## Requirement 1
Decide whether each statement agrees with the text on Basel revenue stamps. Answer yes or no for each, and quote the words of the text that decide it. (a) The Basel canton issued 22 different stamps in 8 sets. (b) The city of Basel issued revenue stamps until 1990. (c) The Basel-City police tax issue has 128 different stamps.
## Requirement 2
According to the text on Basel revenue stamps, who levies taxes in Switzerland?
## Requirement 3
Extend the text on Basel revenue stamps, starting from its last line.

## Text segment
▼

The Swiss canton and city of Basel issued revenue stamps. The Basel canton issued a total of 22 different stamps in 8 sets, for unemployment insurance and police tax. The city of Basel issued revenue stamps from 1860 to 1975. There were various types for different taxes. Taxes in Switzerland are levied by the Swiss Confederation, the cantons and the municipalities.

Basel-Country

Unemployment insurance (1933)
Swiss: Arbeitslosen-Versicherung
Design: Basel arms.
Total different stamps: 7.
Sets: 1.

Police tax (1952- )
Swiss: Polizei
Design: Basel arms.
Total different stamps: 15.
Sets: 7.

Basel-City

Police tax (1860-)

Swiss: Polizei
Design: Basel arms.
Total different stamps: 128.
Sets: 16.

Bill of exchange (1870-1883)

▲

## Supplied information
▼

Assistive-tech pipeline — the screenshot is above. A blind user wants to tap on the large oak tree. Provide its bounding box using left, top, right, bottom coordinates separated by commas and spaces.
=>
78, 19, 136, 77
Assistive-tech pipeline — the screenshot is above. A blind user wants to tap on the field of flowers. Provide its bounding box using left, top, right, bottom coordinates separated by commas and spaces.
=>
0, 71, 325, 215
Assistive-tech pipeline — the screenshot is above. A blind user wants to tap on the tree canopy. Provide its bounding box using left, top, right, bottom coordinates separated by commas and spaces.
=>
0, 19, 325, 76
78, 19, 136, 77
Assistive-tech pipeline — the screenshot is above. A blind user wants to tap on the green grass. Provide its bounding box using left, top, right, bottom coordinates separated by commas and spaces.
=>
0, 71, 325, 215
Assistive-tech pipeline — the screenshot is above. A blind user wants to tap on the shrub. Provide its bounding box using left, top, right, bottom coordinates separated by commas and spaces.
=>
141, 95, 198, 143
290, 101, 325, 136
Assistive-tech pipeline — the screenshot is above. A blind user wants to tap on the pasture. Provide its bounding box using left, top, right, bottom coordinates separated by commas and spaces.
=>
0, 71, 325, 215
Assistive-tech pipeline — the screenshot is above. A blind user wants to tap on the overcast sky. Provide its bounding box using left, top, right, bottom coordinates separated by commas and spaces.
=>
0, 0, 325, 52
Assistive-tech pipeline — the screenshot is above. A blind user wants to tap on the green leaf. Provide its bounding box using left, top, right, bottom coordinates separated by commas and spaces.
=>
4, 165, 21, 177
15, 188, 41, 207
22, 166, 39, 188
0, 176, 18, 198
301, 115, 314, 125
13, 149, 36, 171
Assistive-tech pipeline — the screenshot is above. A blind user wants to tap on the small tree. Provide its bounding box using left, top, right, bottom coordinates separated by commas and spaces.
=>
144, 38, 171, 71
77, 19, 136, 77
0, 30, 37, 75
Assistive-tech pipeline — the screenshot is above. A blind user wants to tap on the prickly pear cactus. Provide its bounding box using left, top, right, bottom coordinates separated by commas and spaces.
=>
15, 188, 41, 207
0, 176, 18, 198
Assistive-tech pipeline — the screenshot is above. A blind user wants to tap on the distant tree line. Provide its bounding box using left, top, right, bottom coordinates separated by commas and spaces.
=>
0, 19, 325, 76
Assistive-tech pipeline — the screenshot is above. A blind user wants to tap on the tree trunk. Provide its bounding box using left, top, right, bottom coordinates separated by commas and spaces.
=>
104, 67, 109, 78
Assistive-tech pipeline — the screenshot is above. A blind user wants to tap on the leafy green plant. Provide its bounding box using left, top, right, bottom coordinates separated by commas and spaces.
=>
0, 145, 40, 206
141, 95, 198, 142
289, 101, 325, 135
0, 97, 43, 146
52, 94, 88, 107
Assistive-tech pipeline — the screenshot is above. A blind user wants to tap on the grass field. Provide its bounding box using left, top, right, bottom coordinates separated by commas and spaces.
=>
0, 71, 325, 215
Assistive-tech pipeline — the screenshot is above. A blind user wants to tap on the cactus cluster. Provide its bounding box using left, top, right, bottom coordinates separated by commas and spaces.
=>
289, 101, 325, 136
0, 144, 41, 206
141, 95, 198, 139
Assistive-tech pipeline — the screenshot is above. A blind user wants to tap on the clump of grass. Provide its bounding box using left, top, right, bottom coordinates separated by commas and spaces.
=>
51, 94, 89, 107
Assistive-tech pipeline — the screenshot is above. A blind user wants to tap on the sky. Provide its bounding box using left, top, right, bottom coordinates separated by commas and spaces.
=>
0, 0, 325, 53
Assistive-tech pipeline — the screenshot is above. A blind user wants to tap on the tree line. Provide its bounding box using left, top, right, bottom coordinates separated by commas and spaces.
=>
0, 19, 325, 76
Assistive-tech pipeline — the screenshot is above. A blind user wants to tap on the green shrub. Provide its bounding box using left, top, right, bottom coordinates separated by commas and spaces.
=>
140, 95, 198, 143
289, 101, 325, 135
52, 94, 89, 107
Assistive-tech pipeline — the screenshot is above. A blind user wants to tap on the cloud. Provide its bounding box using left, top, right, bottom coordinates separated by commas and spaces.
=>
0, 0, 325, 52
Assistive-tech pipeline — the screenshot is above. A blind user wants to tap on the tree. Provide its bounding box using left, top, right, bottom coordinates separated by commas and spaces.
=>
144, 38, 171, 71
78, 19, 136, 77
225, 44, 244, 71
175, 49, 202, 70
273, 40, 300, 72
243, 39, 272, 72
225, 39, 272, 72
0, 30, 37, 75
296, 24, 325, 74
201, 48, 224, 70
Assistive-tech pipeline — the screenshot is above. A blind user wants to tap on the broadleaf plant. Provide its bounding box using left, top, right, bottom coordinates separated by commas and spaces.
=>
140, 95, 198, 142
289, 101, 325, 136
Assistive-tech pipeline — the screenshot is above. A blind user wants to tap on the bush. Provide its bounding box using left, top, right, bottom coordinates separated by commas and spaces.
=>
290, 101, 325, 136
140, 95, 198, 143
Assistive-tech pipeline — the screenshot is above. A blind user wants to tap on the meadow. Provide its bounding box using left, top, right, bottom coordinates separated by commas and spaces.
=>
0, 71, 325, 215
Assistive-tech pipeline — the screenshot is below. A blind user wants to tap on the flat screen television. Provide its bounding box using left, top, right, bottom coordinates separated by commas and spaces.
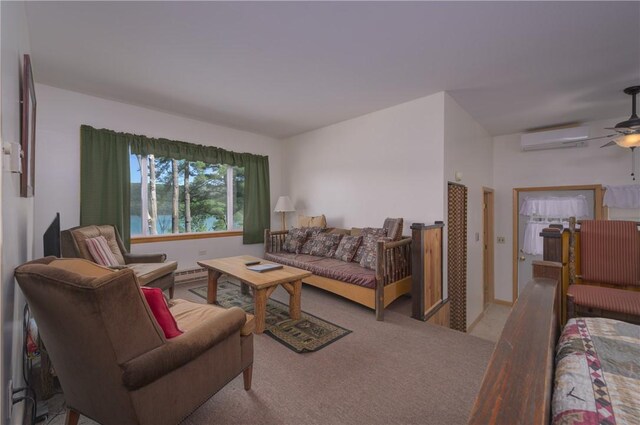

▲

## Task response 1
(a) Yes: "The Basel canton issued a total of 22 different stamps in 8 sets"
(b) No: "The city of Basel issued revenue stamps from 1860 to 1975."
(c) Yes: "Total different stamps: 128."

## Task response 2
The Swiss Confederation, the cantons and the municipalities.

## Task response 3
The first bill of exchange stamp was issued probably before 1870, although it is unknown if this stamp was provisional or not. The amount of tax depended on the value of the bill. Strict regulations applied to how the stamp was to be cancelled.
Swiss: Wechselstempel
Design: Basel arms and basilisk
Total different stamps: 25 (including the provisional).
Sets: 3.

Bordereau tax (1884-1916)

Employers had to file a pay-roll report in the form of an individual periodical reporting leaflet (feuillet de cotisations) for each insured wage earner employed, plus a summary sheet (bordereau) for the entire group. The bordereau lists the name, registration number, and total contribution amount of each worker employed by the employer. Tax stamps were affixed on the bordereau as proof of the payment of social insurance contributions.
Swiss: Bordereauxstempel
Design: 1884 set the Basel arms and basilisk, later sets only the arms.
Total different stamps: 19.
Sets: 3.

General revenue (1884-1914)
Swiss: Stempelmarke
Design: 1884 set the Basel arms and basilisk, later sets only the arms.
Total different stamps: 53.
Sets: 4.

Stocks and bonds (ca. 1883)

Swiss: Obligationen & Actienstempel
Design: Basel arms and basilisk.
Total different stamps: 11.
Sets: 2.

Bailiff office (1897-1944)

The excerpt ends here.